**AIM OF THE EXERCISE**
Extract every line of the data below that contains the string "blue", copying each one in full. Treat uppercase and lowercase as different, so a line matches only when the case agrees.

**GIVEN DATA**
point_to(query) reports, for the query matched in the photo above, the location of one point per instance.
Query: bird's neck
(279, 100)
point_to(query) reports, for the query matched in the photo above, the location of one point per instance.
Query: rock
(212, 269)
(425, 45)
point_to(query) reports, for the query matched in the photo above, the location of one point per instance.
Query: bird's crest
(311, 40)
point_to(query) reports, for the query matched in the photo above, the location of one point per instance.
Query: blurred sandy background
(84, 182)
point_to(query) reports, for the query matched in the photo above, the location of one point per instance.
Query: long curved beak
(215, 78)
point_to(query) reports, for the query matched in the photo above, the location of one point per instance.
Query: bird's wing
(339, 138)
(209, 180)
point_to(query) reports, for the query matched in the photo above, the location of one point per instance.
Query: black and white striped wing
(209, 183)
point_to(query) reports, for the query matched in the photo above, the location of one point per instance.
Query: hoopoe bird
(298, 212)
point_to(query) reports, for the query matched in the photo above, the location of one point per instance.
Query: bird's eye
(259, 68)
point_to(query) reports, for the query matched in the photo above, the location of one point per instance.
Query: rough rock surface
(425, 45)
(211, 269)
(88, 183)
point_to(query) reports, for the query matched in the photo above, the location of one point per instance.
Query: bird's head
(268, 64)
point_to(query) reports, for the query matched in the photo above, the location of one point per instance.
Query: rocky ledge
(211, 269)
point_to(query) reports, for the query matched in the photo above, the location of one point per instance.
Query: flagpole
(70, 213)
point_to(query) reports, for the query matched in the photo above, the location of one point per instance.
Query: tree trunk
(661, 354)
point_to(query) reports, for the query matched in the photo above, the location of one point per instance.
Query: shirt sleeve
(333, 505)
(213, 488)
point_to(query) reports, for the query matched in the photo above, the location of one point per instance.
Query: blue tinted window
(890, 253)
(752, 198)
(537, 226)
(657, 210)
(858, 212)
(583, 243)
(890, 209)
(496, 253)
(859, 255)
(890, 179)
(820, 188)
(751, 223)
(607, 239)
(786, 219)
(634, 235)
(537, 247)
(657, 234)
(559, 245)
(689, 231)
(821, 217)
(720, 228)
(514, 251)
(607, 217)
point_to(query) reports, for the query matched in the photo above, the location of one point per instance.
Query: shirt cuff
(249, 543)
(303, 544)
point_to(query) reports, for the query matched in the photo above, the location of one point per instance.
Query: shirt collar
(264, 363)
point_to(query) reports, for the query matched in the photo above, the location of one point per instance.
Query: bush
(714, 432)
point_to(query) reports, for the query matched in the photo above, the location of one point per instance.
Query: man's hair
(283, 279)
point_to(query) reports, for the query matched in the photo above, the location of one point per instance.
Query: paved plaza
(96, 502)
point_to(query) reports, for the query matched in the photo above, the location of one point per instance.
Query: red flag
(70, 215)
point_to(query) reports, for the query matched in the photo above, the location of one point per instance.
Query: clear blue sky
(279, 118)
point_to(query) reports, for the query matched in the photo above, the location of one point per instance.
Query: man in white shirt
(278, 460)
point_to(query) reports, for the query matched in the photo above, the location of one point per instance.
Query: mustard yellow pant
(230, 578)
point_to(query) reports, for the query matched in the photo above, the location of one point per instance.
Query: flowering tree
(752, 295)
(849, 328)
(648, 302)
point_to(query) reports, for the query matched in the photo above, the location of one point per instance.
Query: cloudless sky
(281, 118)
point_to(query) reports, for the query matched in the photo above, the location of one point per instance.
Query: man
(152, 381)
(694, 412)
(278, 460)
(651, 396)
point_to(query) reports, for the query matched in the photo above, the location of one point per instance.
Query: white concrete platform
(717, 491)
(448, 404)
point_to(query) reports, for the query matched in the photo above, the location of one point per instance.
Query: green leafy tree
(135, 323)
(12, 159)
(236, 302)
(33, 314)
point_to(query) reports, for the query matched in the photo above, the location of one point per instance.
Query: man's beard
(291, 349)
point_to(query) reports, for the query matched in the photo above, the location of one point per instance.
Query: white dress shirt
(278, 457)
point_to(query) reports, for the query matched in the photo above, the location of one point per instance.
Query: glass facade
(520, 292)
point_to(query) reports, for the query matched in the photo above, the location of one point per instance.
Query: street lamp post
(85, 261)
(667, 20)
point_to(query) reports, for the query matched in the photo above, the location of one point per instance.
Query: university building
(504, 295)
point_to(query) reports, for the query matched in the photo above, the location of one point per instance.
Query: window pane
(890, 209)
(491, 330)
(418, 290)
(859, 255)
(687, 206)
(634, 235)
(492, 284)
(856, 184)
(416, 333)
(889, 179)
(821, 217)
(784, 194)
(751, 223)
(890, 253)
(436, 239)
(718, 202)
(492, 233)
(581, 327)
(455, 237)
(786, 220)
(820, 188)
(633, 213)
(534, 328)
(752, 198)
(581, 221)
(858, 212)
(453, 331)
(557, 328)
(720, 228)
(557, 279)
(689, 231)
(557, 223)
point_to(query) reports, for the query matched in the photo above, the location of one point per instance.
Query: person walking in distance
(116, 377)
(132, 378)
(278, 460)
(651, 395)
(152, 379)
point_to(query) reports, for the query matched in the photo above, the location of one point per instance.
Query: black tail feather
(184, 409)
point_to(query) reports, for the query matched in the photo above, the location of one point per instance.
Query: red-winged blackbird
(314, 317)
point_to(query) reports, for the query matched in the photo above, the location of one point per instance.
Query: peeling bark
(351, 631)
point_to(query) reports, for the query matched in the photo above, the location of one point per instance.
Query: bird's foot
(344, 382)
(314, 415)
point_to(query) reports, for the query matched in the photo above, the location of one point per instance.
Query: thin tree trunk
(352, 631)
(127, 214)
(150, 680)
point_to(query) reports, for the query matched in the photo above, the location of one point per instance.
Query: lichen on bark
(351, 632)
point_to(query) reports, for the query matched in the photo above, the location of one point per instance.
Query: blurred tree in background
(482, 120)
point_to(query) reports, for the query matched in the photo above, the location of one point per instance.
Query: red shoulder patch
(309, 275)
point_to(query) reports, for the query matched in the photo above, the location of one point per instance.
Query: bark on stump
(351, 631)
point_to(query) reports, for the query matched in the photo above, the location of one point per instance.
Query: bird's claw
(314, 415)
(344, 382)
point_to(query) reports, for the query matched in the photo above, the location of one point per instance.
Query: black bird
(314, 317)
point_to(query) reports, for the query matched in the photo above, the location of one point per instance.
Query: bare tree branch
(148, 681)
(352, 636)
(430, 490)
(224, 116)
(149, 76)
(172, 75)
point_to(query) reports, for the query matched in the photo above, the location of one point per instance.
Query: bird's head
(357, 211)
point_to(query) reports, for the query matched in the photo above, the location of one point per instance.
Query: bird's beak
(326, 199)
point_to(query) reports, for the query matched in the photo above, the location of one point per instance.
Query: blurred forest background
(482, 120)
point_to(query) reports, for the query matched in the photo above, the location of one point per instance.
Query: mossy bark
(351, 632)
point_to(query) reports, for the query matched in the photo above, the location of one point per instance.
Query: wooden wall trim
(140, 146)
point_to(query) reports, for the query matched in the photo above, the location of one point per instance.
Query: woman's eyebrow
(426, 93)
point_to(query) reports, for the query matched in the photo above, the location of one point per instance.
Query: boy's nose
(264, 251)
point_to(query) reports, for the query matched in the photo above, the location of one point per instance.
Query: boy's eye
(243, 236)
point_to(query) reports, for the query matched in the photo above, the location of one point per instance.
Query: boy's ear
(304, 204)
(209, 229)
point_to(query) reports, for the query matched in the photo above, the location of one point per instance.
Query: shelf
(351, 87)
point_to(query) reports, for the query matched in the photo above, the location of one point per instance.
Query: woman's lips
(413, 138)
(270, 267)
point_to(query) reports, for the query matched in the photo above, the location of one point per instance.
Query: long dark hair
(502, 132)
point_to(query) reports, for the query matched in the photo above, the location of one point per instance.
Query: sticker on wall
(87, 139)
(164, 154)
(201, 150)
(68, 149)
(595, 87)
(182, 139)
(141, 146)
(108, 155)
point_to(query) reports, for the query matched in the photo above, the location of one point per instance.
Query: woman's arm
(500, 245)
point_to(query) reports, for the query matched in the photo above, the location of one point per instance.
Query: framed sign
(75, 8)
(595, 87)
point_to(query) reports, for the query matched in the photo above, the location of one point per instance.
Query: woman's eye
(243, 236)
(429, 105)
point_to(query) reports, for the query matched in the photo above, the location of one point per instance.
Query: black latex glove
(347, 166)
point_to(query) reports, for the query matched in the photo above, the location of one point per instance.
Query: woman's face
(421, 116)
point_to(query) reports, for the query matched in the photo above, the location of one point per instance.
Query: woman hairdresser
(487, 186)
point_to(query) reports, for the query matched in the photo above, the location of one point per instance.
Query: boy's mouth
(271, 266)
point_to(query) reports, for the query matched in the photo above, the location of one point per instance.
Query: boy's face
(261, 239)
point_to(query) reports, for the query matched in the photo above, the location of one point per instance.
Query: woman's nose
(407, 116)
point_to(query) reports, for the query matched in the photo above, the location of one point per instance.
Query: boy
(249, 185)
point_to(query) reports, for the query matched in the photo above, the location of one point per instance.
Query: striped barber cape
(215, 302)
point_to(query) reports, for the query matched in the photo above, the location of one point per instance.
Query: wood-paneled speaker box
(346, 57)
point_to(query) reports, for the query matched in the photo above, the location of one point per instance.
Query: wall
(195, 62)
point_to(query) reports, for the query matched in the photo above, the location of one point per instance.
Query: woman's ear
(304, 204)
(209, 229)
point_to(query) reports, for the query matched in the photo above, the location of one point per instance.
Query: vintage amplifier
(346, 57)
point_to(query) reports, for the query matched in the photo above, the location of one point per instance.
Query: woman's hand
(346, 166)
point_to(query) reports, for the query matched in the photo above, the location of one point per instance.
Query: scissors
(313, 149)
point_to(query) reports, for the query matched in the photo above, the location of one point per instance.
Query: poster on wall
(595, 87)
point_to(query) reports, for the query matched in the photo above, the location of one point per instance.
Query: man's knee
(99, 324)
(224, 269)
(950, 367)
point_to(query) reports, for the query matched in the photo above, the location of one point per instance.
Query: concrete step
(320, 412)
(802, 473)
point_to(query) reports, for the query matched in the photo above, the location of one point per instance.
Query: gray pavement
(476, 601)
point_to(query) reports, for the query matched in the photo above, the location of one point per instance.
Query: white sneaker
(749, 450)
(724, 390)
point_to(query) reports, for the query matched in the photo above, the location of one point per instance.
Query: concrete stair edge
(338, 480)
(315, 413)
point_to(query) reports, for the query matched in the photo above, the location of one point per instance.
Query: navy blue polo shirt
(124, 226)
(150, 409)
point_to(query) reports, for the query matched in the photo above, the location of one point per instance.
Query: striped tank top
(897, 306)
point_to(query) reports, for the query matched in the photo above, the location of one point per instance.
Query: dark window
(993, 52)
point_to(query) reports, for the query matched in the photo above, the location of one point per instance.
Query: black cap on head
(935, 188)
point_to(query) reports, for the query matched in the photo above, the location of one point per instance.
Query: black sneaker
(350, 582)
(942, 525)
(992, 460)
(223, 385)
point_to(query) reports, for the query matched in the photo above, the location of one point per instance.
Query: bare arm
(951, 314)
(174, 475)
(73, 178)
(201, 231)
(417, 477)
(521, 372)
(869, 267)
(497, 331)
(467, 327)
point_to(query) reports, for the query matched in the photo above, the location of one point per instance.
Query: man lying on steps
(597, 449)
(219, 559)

**EXERCISE RESPONSE**
Query: blue tinted window
Query: clear blue sky
Query: navy blue polo shirt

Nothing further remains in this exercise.